- WRITTEN REQUEST 1:
In the listing, reproduce the stretch from the line containing "of the white" through the end of the listing, substituting "shopping bag" for "plastic bag" and leaving everything else the same.

BEGIN DOCUMENT EXTRACT

Jalal of The Last Poets

The Last Poets started out in the late sixties speaking out as few other musical groups had about racism, poverty and other concerns of American-Americans. Here Dan Prince checks in with one of the original members Jalal as he prepares to perform his seminal, ground breaking Hustlers Convention album for the first time since it’s release in 1973 – an album often cited as the first ever gangsta rap record which presaged hip-hop’s most lucrative subgenre by nearly two decades…

Photo courtesy of Malik Al Nasir

There are better ways to start an interview than getting the Grandfather of Rap out of bed due to a time difference cock up. Still, these things happen and thankfully with a few impromptu, exclusive, off the cuff rhymes down the phone from the main man, it seems Jalal isn’t too perturbed by his early morning alarm call…

Jalal you are hitting UK shores next month for a very important date at The Jazz Café on February 10th with Doctors Orders, can you remember the first time you came to the UK and what was the rap scene was like back then?

“The first time I came over to the UK was 1978 and there was no rap scene at all, back then there was only The Last Poets who mattered. I came back a few years later and there was a small scene going on but it was so insignificant I remember no details about it at all, that’s how small it was Dan!”

The debate about exactly the difference is between rap music and hip hop has rolled on for years. What does the term rap music mean to you?

“Well the word ‘rap’ means to blame. We are all accustomed to the word from all of the gangster movies we watch where we hear about people having a bum rap or not taking the rap. For me, rap is an ingredient in my art form, pure and simple. It’s about who gets what, why, where and whenever. Hip Hop is a marriage between the words hip and hop, there is nothing meaningful to it at all. What’s a hop? It’s an ingredient in beer, it’s something kangaroos do…it’s just a very limited term that means nothing.”

Your performance at The Jazz Cafe is to be included in a documentary that has been filmed for the last two years piecing together what many people have always said is rap culture’s missing link, your 1973 solo album Hustlers Convention. What was the original idea behind what is now cited as one of the most important recordings in black music history…?

“Hustlers Convention was all a trap basically, all a deliberate trap I laid down for people to go figure. I wrote the album so people would sit up, take notice and not become one of the hustlers, card cheats, prostitutes, pimps and highjackers I rapped about. When I realised that all these types of people didn’t want their hustles exposed to the world, I picked up a pen and started to highlight it all. And that’s how the Hustlers Convention was born.”

The album was memorised by Melle Mel, Fab5 Freddy and many others – it became what Chuck D called a ‘verbal bible to understand the streets’. Wu Tang, the Beastie Boys and Jungle Brothers have all paid homage to it…did you know how much a point you had made when completing the album?

“The way I wanted it to be received was that people wouldn’t get the point, I wanted the point to make itself. What happened was the people who were putting it out there at the time wanted to be like the characters I was speaking about. Everything that glistens isn’t gold Dan and the grass is most definitely not always greener on the other side, unfortunately some people had to learn the hard way.”

This is the first time Hustlers Convention will be performed in it’s entirety since it’s release, why did you choose London for this historic moment and what can you tell us about the film…?

END DOCUMENT EXTRACT

- WRITTEN REQUEST 2:
Output the stretch of the Jalal interview from "Photo courtesy of" through "like back then?", copied word for word.

BEGIN DATA FOR THE TASK

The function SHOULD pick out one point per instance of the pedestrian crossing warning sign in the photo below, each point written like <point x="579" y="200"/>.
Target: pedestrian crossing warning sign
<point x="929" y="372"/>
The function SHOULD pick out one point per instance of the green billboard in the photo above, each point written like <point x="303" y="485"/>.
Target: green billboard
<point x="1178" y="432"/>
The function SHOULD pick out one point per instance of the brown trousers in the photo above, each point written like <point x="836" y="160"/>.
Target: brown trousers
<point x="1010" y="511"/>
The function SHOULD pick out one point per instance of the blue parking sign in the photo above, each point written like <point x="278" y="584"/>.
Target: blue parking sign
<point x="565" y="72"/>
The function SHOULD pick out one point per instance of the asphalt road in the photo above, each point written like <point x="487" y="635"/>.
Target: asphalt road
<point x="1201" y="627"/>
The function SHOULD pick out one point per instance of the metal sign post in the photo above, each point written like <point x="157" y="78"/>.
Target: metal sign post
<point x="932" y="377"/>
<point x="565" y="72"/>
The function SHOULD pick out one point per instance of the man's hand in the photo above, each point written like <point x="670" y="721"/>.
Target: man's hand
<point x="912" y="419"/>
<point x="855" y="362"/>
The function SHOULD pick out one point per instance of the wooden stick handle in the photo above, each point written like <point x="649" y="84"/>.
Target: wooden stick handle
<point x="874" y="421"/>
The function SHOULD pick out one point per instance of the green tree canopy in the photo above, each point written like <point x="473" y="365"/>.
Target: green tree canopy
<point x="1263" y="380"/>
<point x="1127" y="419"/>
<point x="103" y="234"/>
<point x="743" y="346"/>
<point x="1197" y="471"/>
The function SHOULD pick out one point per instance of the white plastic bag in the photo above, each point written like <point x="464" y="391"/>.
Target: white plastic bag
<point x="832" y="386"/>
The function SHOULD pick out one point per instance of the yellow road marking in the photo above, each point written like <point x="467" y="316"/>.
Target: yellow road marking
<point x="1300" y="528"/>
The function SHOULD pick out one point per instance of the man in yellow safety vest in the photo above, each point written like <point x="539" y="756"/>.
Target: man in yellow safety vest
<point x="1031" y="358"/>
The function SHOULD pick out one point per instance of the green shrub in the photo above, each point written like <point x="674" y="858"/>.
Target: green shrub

END DATA FOR THE TASK

- TASK RESULT 1:
The function SHOULD pick out one point per instance of the white shopping bag in the photo above, each point written like <point x="464" y="391"/>.
Target: white shopping bag
<point x="832" y="386"/>
The function SHOULD pick out one point per instance of the yellow road marking in the photo above, each point written like <point x="467" y="316"/>.
Target: yellow road marking
<point x="1300" y="528"/>
The function SHOULD pick out one point per instance of the man in yellow safety vest in the photo above, each point written like <point x="539" y="756"/>.
Target: man in yellow safety vest
<point x="1031" y="358"/>
The function SHOULD pick out one point per instance of the green shrub in the photo above, each point written like <point x="674" y="858"/>.
Target: green shrub

- TASK RESULT 2:
Photo courtesy of Malik Al Nasir

There are better ways to start an interview than getting the Grandfather of Rap out of bed due to a time difference cock up. Still, these things happen and thankfully with a few impromptu, exclusive, off the cuff rhymes down the phone from the main man, it seems Jalal isn’t too perturbed by his early morning alarm call…

Jalal you are hitting UK shores next month for a very important date at The Jazz Café on February 10th with Doctors Orders, can you remember the first time you came to the UK and what was the rap scene was like back then?